» **Trecho do texto**:
ROLEZINHOS DO BOLSONARO
Episódios de
celebração ao deputado Bolsonaro vêm se banalizando no país. Nada grave, se
suas ideias, em fase de questionamento de decoro no Conselho de Ética da Câmara
e no STF, não ofendessem aos princípios estruturantes do Estado brasileiro e à
dignidade de inúmeros segmentos sociais. Compreensível, se tais atos não
misturassem o culto a uma pessoa, com o festejo de sua ode doentia
anti-homoafetiva, sua histeria pandemônica contra ideias progressistas,
veneração abjeta de personagens consideradas ultrajantes pelo país, como o
ex-chefe do DOI-CODI/SP, torturador Carlos Alberto Ustra, em apologia
indiscutível ao regime de exceção instaurado em 1964, o
qual surrupiou a democracia nacional, fazendo letra morta não só de garantias
de proteção individuais, como de prerrogativas políticas dos cidadãos. Nada a
opor-se, portanto, se esses “rolezinhos” de mau gosto não se prestassem a
propagar o fascismo, livre e abertamente, Brasil adentro.
Diante de assombrosa circunstância, é válido resgatar a lição
extrema demonstrada no documentário“Hitler on Trial: The Truth Behind the
Story", que retrata a saga do advogado Hans Litten, o qual, em 1931,
requereu a intimação de Hitler para testemunhar, em julgamento de membros da
S.A (força paramilitar antecessora da S.S) acusados de agredirem e exterminarem
comunistas. Além de fazer justiça no caso concreto, o causídico nunca escondeu
que era seu objetivo mostrar que o incipiente Partido Nazi, à época encantando
a classe média germânica com hinos conservadores, ancorava-se nos direitos de
liberdade de pensamento e expressão para estimular o ódio, estando por trás de
uma onda de violência que, se tolerada e ungida ao poder, poderia pôr em risco
o Estado democrático alemão. Dito e feito! O tribunal claudicou, a testemunha
dois anos depois chegou ao poder e o resultado todo mundo conhece: a democracia
de Weimar foi implodida, com a humanidade chegando ao extremo do aniquilamento
moral na II Grande Guerra.
Diz-se discurso do ódio a maneira ardilosa, possivelmente
virulenta, de um segmento da sociedade se posicionar contra outro segmento.
Trata-se de uma postura discriminatória, cuja ocorrência tem por base um
preconceito movido por grupo social contra outro, devido a circunstâncias
fundamentadas em diferenças de cor, gênero, procedência, orientação sexual,
prática religiosa, etc, etc, inclusive, ideário político.

» **Material da tarefa**:
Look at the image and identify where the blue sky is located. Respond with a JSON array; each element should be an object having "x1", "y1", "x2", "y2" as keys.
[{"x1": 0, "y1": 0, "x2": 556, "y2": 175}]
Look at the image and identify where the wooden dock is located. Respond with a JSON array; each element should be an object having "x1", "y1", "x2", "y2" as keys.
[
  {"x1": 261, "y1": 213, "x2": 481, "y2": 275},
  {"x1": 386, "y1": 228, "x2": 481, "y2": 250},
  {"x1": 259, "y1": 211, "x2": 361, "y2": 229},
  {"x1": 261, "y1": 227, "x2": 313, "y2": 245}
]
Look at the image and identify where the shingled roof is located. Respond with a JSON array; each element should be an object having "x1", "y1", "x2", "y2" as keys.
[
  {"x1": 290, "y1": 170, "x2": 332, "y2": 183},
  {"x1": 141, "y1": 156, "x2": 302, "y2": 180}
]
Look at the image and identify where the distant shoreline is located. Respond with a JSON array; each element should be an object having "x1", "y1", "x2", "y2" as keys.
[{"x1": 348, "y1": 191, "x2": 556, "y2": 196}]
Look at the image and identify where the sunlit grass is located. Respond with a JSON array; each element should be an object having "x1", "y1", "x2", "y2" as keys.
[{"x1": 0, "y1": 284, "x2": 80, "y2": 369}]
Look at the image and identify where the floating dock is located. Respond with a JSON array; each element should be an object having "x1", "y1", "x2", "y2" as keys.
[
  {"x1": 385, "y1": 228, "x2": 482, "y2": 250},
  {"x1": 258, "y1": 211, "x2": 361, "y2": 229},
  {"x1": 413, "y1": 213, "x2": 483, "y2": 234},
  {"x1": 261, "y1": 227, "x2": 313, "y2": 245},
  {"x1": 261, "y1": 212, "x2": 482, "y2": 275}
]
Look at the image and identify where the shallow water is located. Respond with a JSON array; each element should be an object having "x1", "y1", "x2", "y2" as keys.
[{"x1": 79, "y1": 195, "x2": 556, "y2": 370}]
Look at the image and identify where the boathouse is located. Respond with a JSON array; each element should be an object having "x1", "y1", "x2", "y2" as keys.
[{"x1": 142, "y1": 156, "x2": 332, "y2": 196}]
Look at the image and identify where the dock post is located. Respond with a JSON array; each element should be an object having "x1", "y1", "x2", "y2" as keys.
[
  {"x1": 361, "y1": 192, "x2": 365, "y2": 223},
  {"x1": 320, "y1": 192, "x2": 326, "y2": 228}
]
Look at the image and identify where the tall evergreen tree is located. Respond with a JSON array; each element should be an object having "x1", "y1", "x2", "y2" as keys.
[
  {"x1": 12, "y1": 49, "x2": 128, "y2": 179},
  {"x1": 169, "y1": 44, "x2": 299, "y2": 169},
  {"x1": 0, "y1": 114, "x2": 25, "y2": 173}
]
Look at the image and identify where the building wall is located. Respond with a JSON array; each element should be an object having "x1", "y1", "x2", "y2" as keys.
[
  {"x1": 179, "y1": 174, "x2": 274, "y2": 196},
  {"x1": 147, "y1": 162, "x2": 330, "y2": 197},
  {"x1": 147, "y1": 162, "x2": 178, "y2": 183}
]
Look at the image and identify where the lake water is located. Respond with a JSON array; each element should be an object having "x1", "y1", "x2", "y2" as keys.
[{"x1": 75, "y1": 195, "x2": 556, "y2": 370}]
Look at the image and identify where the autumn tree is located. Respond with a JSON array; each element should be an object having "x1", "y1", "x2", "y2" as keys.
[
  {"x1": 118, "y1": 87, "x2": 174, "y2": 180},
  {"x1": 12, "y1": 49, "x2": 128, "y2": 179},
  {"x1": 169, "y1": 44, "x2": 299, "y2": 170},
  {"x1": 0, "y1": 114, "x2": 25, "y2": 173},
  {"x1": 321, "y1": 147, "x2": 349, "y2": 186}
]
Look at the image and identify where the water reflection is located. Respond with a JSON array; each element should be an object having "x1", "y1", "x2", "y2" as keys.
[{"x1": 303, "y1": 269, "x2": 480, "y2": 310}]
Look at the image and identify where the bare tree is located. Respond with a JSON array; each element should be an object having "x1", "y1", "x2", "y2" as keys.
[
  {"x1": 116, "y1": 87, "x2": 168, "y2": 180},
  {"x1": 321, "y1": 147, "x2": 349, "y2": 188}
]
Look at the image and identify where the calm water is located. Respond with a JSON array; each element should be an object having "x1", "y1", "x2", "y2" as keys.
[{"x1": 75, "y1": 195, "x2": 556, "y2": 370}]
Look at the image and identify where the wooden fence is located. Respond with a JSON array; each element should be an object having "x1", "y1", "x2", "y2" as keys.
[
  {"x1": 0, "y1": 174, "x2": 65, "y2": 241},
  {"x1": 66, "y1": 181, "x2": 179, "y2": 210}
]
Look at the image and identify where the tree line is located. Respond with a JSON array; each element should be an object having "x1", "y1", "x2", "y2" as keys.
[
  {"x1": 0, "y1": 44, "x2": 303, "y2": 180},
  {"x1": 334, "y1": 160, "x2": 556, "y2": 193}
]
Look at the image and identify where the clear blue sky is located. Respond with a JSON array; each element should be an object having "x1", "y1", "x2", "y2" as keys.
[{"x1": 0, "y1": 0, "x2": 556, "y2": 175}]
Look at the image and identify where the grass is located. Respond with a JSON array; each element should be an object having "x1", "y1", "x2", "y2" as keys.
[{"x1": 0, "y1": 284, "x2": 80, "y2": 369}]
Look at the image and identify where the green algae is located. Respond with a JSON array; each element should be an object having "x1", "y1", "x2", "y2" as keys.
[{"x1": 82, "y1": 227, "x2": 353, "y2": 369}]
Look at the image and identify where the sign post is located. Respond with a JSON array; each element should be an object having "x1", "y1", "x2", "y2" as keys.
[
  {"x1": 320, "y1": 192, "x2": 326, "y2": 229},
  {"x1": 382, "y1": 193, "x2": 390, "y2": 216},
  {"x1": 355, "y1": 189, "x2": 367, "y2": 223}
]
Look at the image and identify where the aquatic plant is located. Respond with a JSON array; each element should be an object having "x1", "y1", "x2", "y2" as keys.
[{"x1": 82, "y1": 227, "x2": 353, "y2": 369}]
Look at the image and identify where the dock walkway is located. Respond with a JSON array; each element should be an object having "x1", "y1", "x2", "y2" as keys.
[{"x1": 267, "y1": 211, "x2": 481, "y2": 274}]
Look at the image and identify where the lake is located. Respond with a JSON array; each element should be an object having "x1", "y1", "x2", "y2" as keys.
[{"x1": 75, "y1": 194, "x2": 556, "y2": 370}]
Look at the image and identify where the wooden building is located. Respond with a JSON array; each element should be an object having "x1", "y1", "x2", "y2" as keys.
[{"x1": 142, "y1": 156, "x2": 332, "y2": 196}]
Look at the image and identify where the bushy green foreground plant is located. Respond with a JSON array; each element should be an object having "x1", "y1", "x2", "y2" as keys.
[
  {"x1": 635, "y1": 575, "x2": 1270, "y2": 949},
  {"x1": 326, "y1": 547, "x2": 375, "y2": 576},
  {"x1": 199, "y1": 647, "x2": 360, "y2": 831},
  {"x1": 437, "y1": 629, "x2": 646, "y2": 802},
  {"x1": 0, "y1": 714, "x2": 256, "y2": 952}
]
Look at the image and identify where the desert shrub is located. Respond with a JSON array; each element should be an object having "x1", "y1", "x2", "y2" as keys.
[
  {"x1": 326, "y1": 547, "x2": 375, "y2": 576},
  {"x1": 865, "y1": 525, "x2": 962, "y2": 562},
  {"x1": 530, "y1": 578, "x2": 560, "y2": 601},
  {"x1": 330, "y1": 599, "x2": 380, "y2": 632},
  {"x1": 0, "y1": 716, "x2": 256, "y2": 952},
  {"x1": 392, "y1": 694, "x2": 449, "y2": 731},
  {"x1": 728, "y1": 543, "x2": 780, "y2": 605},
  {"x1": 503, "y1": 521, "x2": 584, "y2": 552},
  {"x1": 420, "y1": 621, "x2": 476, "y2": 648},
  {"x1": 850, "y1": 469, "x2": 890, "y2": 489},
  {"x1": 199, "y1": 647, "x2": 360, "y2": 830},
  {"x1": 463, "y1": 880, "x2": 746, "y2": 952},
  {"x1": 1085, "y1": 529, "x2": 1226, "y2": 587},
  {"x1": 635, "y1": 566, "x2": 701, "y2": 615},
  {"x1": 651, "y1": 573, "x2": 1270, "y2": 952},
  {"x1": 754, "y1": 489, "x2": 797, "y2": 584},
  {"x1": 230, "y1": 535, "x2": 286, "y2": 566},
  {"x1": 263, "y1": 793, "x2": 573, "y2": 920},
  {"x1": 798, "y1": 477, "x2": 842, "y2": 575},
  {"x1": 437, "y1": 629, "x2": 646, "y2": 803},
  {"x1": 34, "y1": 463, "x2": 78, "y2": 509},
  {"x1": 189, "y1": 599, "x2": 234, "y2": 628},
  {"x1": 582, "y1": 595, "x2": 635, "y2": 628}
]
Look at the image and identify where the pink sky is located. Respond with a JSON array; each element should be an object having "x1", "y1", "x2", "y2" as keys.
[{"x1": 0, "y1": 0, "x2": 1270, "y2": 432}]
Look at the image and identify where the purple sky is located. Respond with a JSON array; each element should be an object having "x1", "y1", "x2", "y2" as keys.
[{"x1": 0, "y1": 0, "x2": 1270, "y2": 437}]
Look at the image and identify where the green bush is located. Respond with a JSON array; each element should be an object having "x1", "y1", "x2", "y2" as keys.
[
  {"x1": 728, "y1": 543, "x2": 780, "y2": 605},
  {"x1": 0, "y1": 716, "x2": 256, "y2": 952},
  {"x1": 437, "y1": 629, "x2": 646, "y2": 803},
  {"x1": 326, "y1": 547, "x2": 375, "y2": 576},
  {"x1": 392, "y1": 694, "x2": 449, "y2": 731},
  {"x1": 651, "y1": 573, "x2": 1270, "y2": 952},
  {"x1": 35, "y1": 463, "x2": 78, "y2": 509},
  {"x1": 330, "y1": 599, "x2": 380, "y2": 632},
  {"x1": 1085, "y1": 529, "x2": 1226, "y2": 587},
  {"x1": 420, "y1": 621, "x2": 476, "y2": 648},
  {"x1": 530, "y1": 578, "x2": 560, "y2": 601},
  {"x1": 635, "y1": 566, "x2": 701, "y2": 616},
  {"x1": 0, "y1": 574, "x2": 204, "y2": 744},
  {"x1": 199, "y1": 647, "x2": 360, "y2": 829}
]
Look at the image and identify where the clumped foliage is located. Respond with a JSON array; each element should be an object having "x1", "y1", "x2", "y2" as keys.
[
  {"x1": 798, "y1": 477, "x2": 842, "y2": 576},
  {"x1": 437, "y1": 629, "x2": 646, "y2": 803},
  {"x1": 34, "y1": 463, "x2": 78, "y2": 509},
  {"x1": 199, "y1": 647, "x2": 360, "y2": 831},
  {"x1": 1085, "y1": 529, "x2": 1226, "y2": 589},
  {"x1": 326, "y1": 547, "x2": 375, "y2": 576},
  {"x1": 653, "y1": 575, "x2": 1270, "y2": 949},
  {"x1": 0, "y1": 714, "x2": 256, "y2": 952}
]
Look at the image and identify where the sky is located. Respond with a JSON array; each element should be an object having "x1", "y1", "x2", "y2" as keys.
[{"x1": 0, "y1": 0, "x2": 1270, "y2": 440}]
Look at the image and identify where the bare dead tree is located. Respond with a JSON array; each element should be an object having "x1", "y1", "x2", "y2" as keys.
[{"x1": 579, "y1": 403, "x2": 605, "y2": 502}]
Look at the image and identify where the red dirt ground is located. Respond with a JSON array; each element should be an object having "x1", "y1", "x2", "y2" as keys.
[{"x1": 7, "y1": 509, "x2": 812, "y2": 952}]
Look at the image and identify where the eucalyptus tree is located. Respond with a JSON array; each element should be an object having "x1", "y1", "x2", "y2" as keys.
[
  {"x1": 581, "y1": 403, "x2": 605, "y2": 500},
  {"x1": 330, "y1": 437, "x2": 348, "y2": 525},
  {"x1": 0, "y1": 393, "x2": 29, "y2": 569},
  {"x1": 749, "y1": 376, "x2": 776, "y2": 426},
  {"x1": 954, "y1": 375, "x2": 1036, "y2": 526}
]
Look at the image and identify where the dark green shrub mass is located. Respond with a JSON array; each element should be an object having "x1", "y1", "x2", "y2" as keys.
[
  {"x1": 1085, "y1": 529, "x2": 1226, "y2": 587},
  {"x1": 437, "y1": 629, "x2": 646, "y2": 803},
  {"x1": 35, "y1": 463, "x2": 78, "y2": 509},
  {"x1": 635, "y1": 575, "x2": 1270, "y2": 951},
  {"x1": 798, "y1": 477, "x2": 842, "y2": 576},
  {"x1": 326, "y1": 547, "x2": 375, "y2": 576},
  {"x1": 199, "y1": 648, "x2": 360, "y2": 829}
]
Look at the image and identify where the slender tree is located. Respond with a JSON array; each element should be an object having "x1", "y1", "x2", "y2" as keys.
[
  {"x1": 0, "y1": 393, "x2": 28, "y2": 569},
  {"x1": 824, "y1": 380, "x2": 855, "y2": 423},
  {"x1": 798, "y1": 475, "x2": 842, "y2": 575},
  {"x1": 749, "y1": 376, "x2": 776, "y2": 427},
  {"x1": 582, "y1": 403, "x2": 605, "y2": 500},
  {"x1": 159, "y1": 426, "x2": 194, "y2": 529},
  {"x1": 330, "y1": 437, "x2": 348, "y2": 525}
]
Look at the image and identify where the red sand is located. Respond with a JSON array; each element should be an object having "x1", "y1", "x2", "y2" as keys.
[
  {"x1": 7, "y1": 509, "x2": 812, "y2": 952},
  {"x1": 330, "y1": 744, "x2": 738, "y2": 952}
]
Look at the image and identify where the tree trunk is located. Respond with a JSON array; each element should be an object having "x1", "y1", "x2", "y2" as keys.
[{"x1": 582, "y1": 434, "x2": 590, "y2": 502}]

» **Objetivo declarado 1**:
Transcreva, sem nenhuma alteração, a parte do texto sobre os rolezinhos do Bolsonaro que começa em "Trata-se de uma" e segue até "inclusive, ideário político.".
» **Objetivo declarado 2**:
Reúna todas as linhas da listagem que contêm a palavra "post", levando em conta a diferença entre maiúsculas e minúsculas.

» **Solução 1**:
Trata-se de uma postura discriminatória, cuja ocorrência tem por base um
preconceito movido por grupo social contra outro, devido a circunstâncias
fundamentadas em diferenças de cor, gênero, procedência, orientação sexual,
prática religiosa, etc, etc, inclusive, ideário político.

» **Solução 2**:
Look at the image and identify where the dock post is located. Respond with a JSON array; each element should be an object having "x1", "y1", "x2", "y2" as keys.
Look at the image and identify where the sign post is located. Respond with a JSON array; each element should be an object having "x1", "y1", "x2", "y2" as keys.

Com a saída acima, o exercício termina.